Task goal.
Repeat the data exactly as given below, dropping every picture.

Photo-based referring expression data.
* * * * *

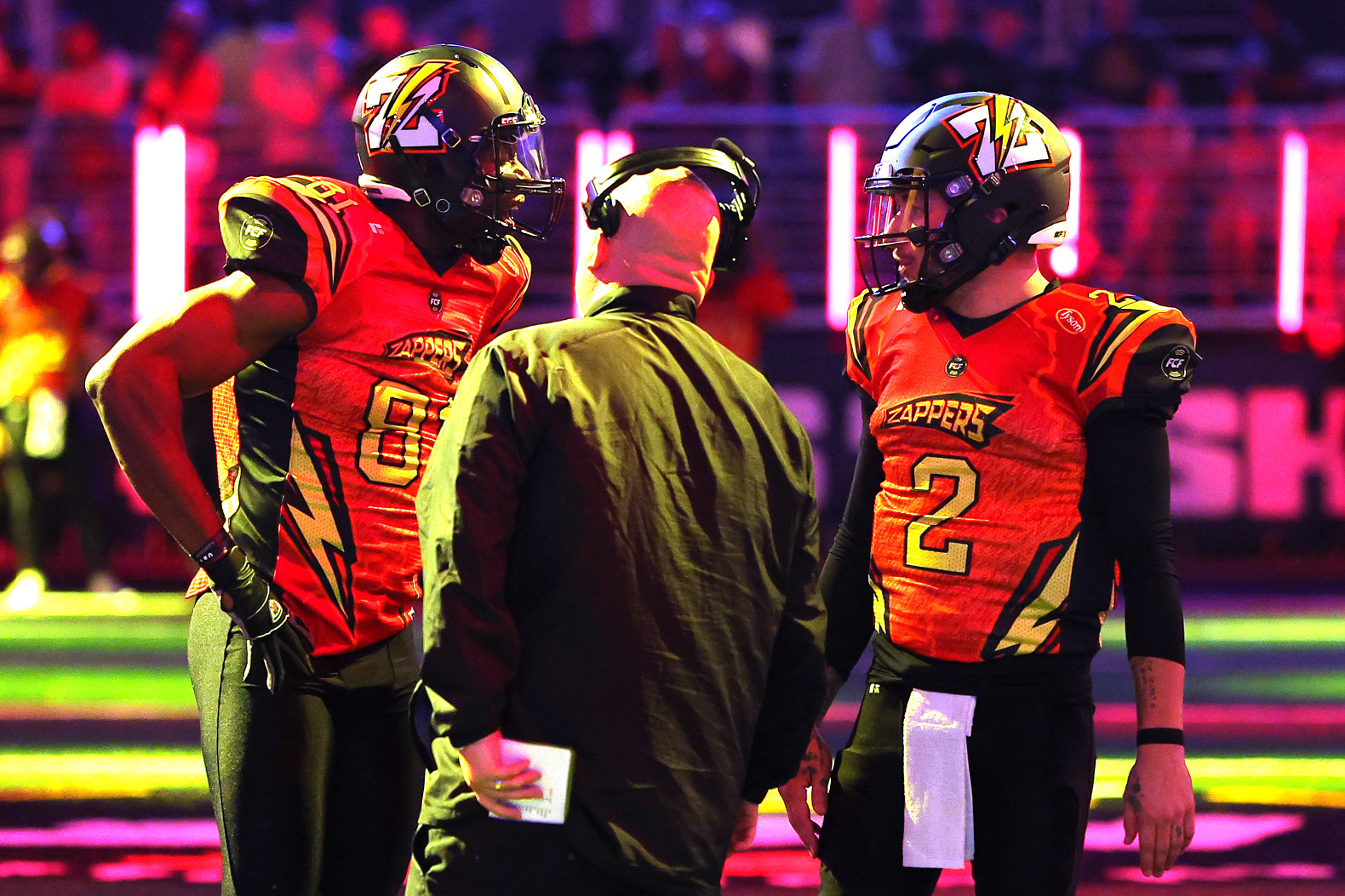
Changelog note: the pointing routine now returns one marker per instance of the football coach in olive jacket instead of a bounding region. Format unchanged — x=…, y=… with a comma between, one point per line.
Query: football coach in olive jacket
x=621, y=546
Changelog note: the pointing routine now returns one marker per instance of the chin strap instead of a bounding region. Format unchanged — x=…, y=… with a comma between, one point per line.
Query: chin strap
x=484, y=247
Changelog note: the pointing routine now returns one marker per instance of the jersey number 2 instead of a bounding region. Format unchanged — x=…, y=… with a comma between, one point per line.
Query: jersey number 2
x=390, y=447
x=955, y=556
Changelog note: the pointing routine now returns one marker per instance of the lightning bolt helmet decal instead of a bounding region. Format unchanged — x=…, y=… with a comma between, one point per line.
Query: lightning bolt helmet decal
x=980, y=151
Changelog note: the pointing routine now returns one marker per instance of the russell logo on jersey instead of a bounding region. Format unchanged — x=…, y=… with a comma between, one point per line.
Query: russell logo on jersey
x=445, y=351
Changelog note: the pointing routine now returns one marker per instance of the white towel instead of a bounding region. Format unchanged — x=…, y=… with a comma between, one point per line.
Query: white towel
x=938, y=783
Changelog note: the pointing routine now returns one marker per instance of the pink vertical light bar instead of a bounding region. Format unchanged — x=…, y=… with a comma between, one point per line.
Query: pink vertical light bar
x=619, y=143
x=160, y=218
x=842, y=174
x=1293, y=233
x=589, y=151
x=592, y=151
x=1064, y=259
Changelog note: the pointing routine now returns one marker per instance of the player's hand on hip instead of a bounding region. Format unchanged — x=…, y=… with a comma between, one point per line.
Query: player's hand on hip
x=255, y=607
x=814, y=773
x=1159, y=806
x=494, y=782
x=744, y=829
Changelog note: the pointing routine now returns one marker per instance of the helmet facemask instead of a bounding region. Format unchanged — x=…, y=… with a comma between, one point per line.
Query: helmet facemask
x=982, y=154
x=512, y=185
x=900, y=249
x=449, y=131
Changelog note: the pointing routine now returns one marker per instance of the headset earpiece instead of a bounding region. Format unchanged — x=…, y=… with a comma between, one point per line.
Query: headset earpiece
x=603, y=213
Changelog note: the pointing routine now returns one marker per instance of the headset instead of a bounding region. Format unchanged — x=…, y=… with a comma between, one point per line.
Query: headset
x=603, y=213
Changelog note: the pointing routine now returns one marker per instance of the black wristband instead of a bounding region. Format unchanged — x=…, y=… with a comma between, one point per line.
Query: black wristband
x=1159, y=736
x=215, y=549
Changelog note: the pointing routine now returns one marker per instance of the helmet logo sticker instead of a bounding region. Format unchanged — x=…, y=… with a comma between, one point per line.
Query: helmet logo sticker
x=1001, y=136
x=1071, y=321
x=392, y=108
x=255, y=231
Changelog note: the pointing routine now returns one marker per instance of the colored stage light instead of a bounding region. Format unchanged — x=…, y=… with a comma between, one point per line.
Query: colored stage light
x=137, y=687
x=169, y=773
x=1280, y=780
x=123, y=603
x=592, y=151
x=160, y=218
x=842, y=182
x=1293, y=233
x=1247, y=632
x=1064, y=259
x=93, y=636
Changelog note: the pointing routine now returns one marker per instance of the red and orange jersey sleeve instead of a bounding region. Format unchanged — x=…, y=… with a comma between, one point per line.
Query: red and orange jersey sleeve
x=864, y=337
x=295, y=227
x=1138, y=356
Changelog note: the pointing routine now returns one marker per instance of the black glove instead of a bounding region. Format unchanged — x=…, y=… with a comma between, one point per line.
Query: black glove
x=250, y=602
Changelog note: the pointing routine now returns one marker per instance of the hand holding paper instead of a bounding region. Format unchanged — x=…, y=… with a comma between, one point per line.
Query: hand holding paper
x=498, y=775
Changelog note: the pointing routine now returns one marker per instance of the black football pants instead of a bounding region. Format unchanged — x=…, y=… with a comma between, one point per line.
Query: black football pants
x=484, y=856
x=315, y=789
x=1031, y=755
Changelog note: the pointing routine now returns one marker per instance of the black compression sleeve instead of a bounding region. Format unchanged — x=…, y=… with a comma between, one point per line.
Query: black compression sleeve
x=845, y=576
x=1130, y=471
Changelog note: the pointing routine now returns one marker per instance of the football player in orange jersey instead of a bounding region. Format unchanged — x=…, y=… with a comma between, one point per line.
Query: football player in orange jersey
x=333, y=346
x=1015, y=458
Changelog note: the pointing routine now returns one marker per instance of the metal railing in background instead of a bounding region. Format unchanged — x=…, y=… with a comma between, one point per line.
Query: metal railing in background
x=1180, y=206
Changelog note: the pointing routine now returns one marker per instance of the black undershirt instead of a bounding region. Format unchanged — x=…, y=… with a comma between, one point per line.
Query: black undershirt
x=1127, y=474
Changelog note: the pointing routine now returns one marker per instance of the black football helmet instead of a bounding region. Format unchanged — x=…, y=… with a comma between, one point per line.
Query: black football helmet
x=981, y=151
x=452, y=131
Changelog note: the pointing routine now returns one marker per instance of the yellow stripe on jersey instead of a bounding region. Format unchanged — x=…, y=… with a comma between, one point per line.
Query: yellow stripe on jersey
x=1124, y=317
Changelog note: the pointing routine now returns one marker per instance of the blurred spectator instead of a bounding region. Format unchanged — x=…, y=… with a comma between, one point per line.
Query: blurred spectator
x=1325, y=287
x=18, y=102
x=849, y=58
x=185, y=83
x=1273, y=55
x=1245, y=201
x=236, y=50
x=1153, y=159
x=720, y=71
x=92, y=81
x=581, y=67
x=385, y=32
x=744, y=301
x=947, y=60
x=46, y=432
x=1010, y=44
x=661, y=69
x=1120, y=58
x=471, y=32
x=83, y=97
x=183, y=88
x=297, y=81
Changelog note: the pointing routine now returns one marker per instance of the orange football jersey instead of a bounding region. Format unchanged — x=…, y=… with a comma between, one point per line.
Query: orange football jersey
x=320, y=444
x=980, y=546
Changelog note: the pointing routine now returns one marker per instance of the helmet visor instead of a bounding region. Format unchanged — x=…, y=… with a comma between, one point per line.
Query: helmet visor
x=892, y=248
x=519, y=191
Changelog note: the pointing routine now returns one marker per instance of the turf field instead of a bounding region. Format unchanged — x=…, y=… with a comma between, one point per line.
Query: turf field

* * * * *

Response below.
Changelog note: the pointing routine now returns one marker per instance of the football coach in olive jacket instead of a bounding region. Format unchanged — x=…, y=… with a comma between, one point per line.
Query: football coach in olive jacket
x=621, y=546
Changelog note: the pointing routine now returns one marker per instance of the chin strap instead of a bounding region. Format unchanged — x=…, y=… with a comma between, one point per line.
Query: chin strap
x=484, y=247
Changelog note: the pointing routine now returns one marker per instance of the jersey number 2 instead of a bounding region. Format unchanged — x=…, y=… with a comma between, one point per line.
Query: jersey number 2
x=390, y=447
x=955, y=556
Changelog note: the pointing routine now returns one marker per instance of the lightning bolt helmet decal instead of a bounding region. Format unchanged — x=…, y=… with a comma between, one point per line.
Query: lightning bolt helmet decal
x=980, y=151
Changelog note: the pointing routine now returns one marker per instance of the russell logo on jersey instead of a bounding region. Format unchanged — x=…, y=… with a comma between, one point per line.
Query: russell logo on jersey
x=445, y=351
Changelog note: the pointing routine now returns one marker per instance of the white towel instead of a bounding region. Format unchanged — x=…, y=… with a comma between, one point per line.
Query: white towel
x=938, y=783
Changelog note: the pointing routine now returns one marker per instance of the pink vertical light bar instead of a bounding region. Format unchanged — x=…, y=… with a comma between, one point per line.
Query: pink vertical light bar
x=619, y=143
x=160, y=218
x=842, y=174
x=1293, y=233
x=589, y=151
x=592, y=151
x=1064, y=259
Changelog note: the pointing routine now returns one marker per instance of the player's hand on hip instead of a bounding region. Format unchanged — x=…, y=… with a comma between, one point per line.
Query: player's hand on hip
x=255, y=607
x=814, y=773
x=1159, y=806
x=494, y=782
x=744, y=829
Changelog note: the pointing routine now returns one marker per instance of the helmet facemask instead of a bounding region. Format unchanged — x=…, y=… with a comma between, one point per line.
Query: helmet facemask
x=982, y=154
x=512, y=185
x=900, y=249
x=449, y=131
Changelog note: the pointing routine now returns one marker per instance of the headset earpiece instead of a bounding region. Format unchanged — x=…, y=… with a comma between, one point per line.
Query: headset earpiece
x=603, y=213
Changelog note: the pointing routine now returns one marker per instance of the headset instead of a bounding region. Format unchanged — x=…, y=… with a comma between, one point per line.
Query: headset
x=603, y=213
Changelog note: the pointing routine now returns one marker per instance of the black wristband instead of a bounding region. Format unchanged — x=…, y=… with a comma between, one point per line.
Query: black wristband
x=1159, y=736
x=215, y=549
Changelog note: the pointing routine now returns one marker per instance of the helmet logo sticker instead of a bounding region. Format unchanged — x=…, y=… with a comma between, one point per line.
Query: helmet logo sticker
x=1001, y=136
x=1071, y=321
x=392, y=108
x=255, y=231
Changelog note: the pointing routine now returns one marker per instance of the colored stage light instead of a bounding region. Format unchanged — x=…, y=… with a comma between, one point per line.
Query: colored stage light
x=137, y=687
x=169, y=773
x=1280, y=780
x=123, y=603
x=592, y=151
x=160, y=218
x=842, y=182
x=1293, y=233
x=1247, y=632
x=1064, y=259
x=93, y=636
Changelog note: the pointing routine now returns one marker per instance of the red and orange jersey sleeve instead of a bounding region. Format unchanged — x=…, y=… with a comma between, one point per line.
Query: red and orange jersey sleeve
x=864, y=337
x=295, y=227
x=1138, y=356
Changelog note: the pointing routine now returns one marker per instance of the black glove instead of a bounding region. Format unchanged — x=…, y=… with a comma between, one point per line.
Query: black glove
x=250, y=602
Changelog note: the pointing routine now returns one marker per instance of the hand holding paper instead of a bounding region. Format unchanged — x=…, y=… with a comma between, one point per line.
Query: hand holding paper
x=498, y=775
Changelog note: the pointing routine now returns one marker per instance of the black football pants instead of a bounding region. Format unchanged — x=…, y=… with a comma between, one point per line.
Query: black football pants
x=484, y=856
x=315, y=789
x=1031, y=755
Changelog note: the pointing routine now returns one marker per instance of the black compression sleeve instead of a bounding region. Format unchanged — x=…, y=… with a comma between, one point per line.
Query: black compression sleeve
x=845, y=576
x=1130, y=471
Changelog note: the pointing routine now returns one marker per instance of the football player in orange jersey instead of a bounding region. Format unchanged — x=…, y=… with a comma between, one point per line.
Query: football player in orange jersey
x=333, y=346
x=1015, y=458
Changelog note: the pointing routine now returns one marker per instance of the metal railing in background instead of a bounding region. Format unchanged — x=…, y=… with a comma between, one point per line.
Query: metal railing in background
x=1180, y=206
Changelog note: the pointing routine now returns one marker per instance of the black undershirt instead of a bounding region. Format unchanged — x=…, y=… with a comma between, one point per line.
Query: black undershirt
x=1127, y=474
Changelog note: the pointing routine now returns one marker per instance of the black football helmet instead of a bounding region. Format unchanged — x=…, y=… with a comma between, one point per line.
Query: black football helmet
x=981, y=151
x=452, y=131
Changelog note: the pointing routine now returns one marker per instance of the yellow stripe on jersey instead of a bounding region. Format unchanged — x=…, y=… with a comma between, one point per line.
Query: yellow stripe on jersey
x=1124, y=317
Changelog note: the pointing routine now returns one marker per instance of the blurred spectator instead of a bounding region. Format unchanged — x=…, y=… with a comma between, one point per line.
Query: blurred spectator
x=1325, y=287
x=18, y=102
x=849, y=58
x=185, y=83
x=1273, y=55
x=1245, y=201
x=236, y=50
x=1153, y=159
x=720, y=71
x=92, y=81
x=581, y=67
x=385, y=32
x=744, y=301
x=947, y=60
x=46, y=432
x=1010, y=44
x=661, y=69
x=1120, y=58
x=471, y=32
x=83, y=97
x=183, y=88
x=297, y=81
Changelog note: the pointing routine now returns one marker per instance of the orange football jersey instead of a bounding region. Format unchanged — x=…, y=… with a comma between, one point per line.
Query: orange football jersey
x=320, y=444
x=980, y=546
Changelog note: the pointing routine now returns one marker per instance of the helmet visor instead of a bounding region. Format unchanged — x=…, y=… with a comma between, one point per line.
Query: helmet visor
x=892, y=248
x=519, y=191
Changelog note: the pointing routine now returns one marker per instance of the turf field instead of a bounding region. Format unchanged — x=…, y=… with a comma between, one point per line.
Query: turf field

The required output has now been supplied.